»»

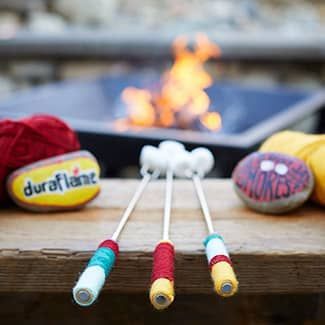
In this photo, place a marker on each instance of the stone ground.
(56, 16)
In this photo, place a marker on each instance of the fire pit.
(116, 115)
(249, 115)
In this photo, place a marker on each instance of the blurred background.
(269, 75)
(46, 40)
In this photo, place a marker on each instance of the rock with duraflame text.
(64, 182)
(272, 182)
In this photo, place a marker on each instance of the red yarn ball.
(31, 139)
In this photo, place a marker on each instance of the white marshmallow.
(202, 161)
(89, 285)
(153, 159)
(181, 164)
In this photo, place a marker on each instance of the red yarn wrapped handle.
(163, 262)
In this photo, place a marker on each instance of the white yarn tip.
(153, 159)
(171, 147)
(202, 161)
(89, 286)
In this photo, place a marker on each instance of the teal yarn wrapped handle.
(92, 280)
(105, 258)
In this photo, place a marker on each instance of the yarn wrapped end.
(92, 280)
(162, 293)
(224, 279)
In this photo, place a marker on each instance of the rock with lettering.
(272, 183)
(64, 182)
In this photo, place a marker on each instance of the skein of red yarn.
(31, 139)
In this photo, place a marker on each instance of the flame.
(211, 121)
(181, 99)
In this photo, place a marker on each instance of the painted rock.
(63, 182)
(272, 182)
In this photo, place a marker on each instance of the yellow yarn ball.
(308, 147)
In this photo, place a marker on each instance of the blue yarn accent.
(105, 258)
(208, 238)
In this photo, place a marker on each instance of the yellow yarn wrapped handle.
(224, 279)
(162, 288)
(162, 293)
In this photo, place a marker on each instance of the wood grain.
(271, 254)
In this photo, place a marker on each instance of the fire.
(181, 101)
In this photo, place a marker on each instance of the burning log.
(181, 100)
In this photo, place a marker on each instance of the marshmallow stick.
(222, 273)
(99, 267)
(162, 292)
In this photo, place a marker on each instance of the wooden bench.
(271, 254)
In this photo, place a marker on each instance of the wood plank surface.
(271, 254)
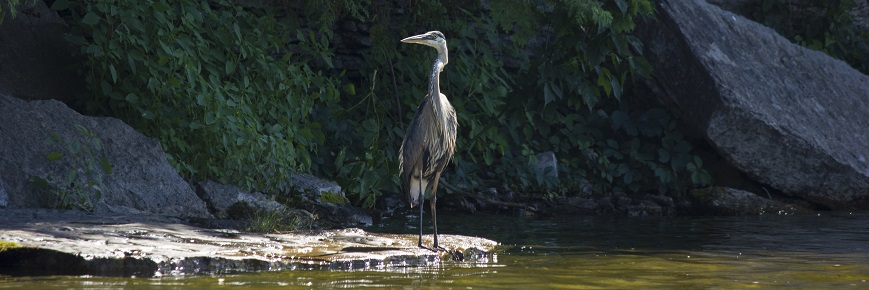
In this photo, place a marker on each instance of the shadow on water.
(826, 251)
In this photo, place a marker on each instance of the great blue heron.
(431, 137)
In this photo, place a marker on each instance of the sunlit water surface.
(826, 251)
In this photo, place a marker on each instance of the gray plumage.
(431, 136)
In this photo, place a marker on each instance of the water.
(826, 251)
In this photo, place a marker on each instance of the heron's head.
(432, 38)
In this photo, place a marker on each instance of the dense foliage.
(229, 93)
(249, 95)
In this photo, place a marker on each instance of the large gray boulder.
(35, 166)
(789, 117)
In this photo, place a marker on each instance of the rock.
(73, 243)
(789, 117)
(35, 60)
(645, 208)
(734, 202)
(141, 179)
(230, 202)
(326, 200)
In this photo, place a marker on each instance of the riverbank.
(52, 242)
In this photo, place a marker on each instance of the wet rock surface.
(734, 202)
(75, 243)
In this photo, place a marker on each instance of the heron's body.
(431, 137)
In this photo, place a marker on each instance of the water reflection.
(827, 251)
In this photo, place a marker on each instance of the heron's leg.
(434, 214)
(421, 202)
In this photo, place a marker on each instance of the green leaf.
(623, 6)
(105, 165)
(229, 67)
(90, 19)
(53, 156)
(132, 98)
(60, 5)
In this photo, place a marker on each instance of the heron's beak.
(419, 39)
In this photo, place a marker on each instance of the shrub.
(228, 92)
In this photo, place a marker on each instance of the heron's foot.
(457, 255)
(427, 248)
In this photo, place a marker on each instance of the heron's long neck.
(434, 89)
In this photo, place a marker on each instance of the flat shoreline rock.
(75, 243)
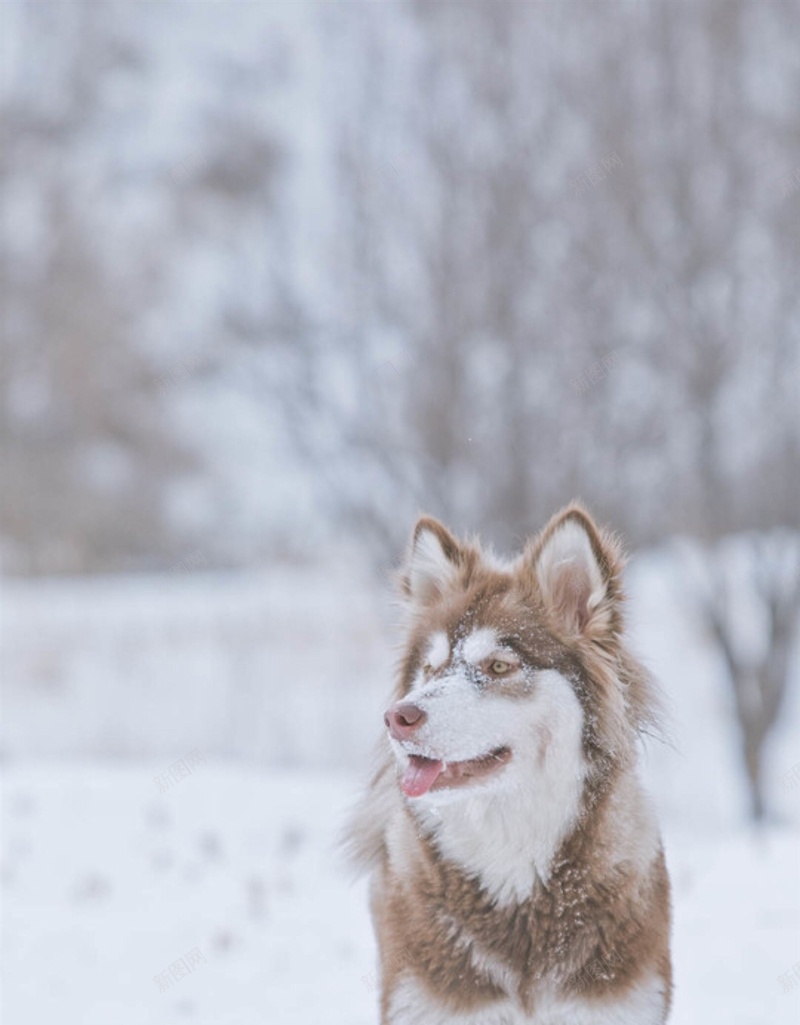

««

» Written exercise: Rewrite all of the rows above, replacing "place a marker" with "put a point" everywhere and keeping everything else the same, but omit the pictures.

» Full solution:
In this photo, put a point on each instance of the stone ground.
(56, 16)
In this photo, put a point on each instance of the fire pit.
(116, 115)
(249, 115)
In this photo, put a point on each instance of the blurred background.
(269, 75)
(46, 40)
In this photo, put a point on each instance of the rock with duraflame text.
(64, 182)
(272, 182)
In this photo, put a point on each instance of the red yarn ball.
(31, 139)
In this photo, put a point on each instance of the white marshmallow.
(202, 161)
(89, 285)
(153, 159)
(181, 164)
In this photo, put a point on each instance of the red yarn wrapped handle.
(163, 262)
In this photo, put a point on each instance of the white yarn tip.
(153, 159)
(171, 147)
(202, 161)
(89, 286)
In this photo, put a point on each instance of the teal yarn wrapped handle.
(92, 280)
(105, 258)
In this photo, put a point on each instance of the yarn wrapped end.
(92, 280)
(162, 293)
(224, 279)
In this photo, put a point on each instance of the rock with lettering.
(272, 183)
(64, 182)
In this photo, put a point on each instance of the skein of red yarn.
(31, 139)
In this photo, put a point on each instance of the flame.
(211, 121)
(181, 99)
In this photo, put a point on each instance of the painted rock.
(63, 182)
(272, 182)
In this photo, put a point on each instance of the yellow yarn ball.
(308, 147)
In this photo, put a point on each instance of the blue yarn accent.
(105, 258)
(208, 238)
In this photo, put a point on each instance of the yellow yarn wrapped handle.
(224, 279)
(162, 288)
(162, 293)
In this photo, put a point on each instance of the wood grain.
(271, 254)
In this photo, put a point on each instance of the fire.
(181, 101)
In this photo, put a point on each instance of the burning log.
(181, 100)
In this photo, put a point on each instance of the marshmallow stick.
(222, 273)
(99, 267)
(162, 292)
In this photo, put a point on each instance of the wooden bench.
(271, 254)
In this photo, put a point on each instance of the wood plank surface.
(271, 254)
In this photo, put a point on each instance of the shadow on water.
(826, 251)
In this photo, put a point on each instance of the great blue heron.
(431, 137)
In this photo, put a point on each instance of the sunlit water surface.
(826, 251)
In this photo, put a point on each instance of the gray plumage.
(431, 136)
In this photo, put a point on each instance of the water.
(826, 251)
In this photo, put a point on each instance of the heron's head.
(432, 38)
In this photo, put a point on each instance of the dense foliage.
(229, 93)
(249, 95)
In this photo, put a point on each instance of the large gray boulder.
(35, 166)
(789, 117)
In this photo, put a point on each instance of the rock.
(73, 243)
(789, 117)
(35, 60)
(645, 208)
(734, 202)
(141, 179)
(230, 202)
(326, 200)
In this photo, put a point on each instance of the riverbank.
(52, 242)
In this photo, put a point on each instance of the wet rock surface.
(734, 202)
(75, 243)
In this photo, put a point on each instance of the heron's body.
(431, 137)
In this photo, put a point on each instance of the water reflection.
(827, 251)
In this photo, put a point on each instance of the heron's leg.
(434, 214)
(421, 202)
In this photo, put a point on each instance of the green leaf.
(623, 6)
(105, 165)
(229, 67)
(90, 19)
(53, 156)
(132, 98)
(60, 5)
In this photo, put a point on each instance of the heron's beak.
(419, 39)
In this photo, put a point on each instance of the shrub.
(228, 92)
In this photo, put a point on each instance of the heron's foot.
(457, 255)
(427, 248)
In this photo, put a point on each instance of the heron's long neck.
(434, 89)
In this photo, put a point on each instance of the flat shoreline rock.
(75, 243)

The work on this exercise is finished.